PROVIDED DATA:
# # # # # # #

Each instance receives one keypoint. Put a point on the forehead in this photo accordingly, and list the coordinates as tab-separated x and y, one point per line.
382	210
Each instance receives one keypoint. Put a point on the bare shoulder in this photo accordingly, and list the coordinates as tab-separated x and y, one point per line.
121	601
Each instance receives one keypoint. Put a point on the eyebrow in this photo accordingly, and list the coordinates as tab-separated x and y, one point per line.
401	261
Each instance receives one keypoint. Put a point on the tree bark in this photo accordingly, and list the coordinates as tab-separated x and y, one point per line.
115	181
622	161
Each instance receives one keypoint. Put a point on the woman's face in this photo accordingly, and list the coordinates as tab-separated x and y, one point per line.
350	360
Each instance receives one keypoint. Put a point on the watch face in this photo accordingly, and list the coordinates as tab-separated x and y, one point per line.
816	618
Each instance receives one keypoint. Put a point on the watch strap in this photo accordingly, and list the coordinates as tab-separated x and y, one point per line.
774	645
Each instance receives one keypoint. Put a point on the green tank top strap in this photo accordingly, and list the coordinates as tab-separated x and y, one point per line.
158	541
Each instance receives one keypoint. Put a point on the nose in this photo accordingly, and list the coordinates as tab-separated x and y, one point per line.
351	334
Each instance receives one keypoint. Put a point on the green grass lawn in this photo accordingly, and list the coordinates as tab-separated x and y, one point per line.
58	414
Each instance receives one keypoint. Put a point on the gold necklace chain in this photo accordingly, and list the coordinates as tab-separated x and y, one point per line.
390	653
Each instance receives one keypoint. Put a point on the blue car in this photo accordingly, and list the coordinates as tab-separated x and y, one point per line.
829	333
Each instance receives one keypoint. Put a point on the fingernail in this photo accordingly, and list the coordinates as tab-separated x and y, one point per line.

# # # # # # #

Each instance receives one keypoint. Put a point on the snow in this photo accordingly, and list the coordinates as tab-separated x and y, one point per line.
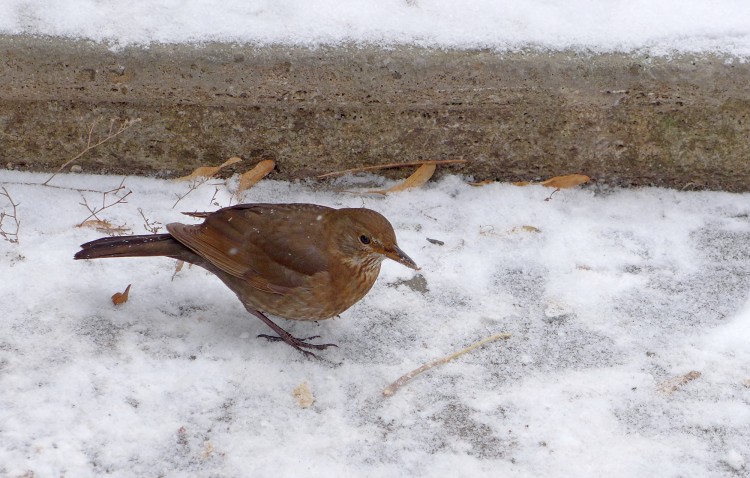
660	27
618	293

# # # # # # #

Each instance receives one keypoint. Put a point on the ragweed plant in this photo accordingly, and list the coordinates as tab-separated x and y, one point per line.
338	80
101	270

# # # # # # #

WHAT NEEDS TO BE DONE: Taking the listing above as the source, transcribe only the lines starting at the line with "Each instance receives one keypoint. Put a point on the nose" and going through the line with "on the fingernail", unaltered and with both ends included.

RESPONSE TO THE TASK:
Each instance receives one keypoint. Put a point on the nose in this photo accordingly, and list the coordinates as tab-separated x and y, one point per line.
351	334
Each instance receives one keypoint. Put a point on the green grass lawn in this photo accordingly, and list the coordinates as tab-separated x and y, one point per line.
58	414
Each instance receives one keypoint. Put a point on the gold necklace chain in this photo accordingly, and list the coordinates as tab-separated x and y, one point per line.
390	653
Each instance receives one keypoint. Put a point on the blue car in this photo accordingly, and list the coordinates as tab-separated x and y, one point per line.
829	333
Each instance receives one keypoint. Put a point on the fingernail in this photo accordingly, and list the coordinates as tab-separated x and y, one point per line.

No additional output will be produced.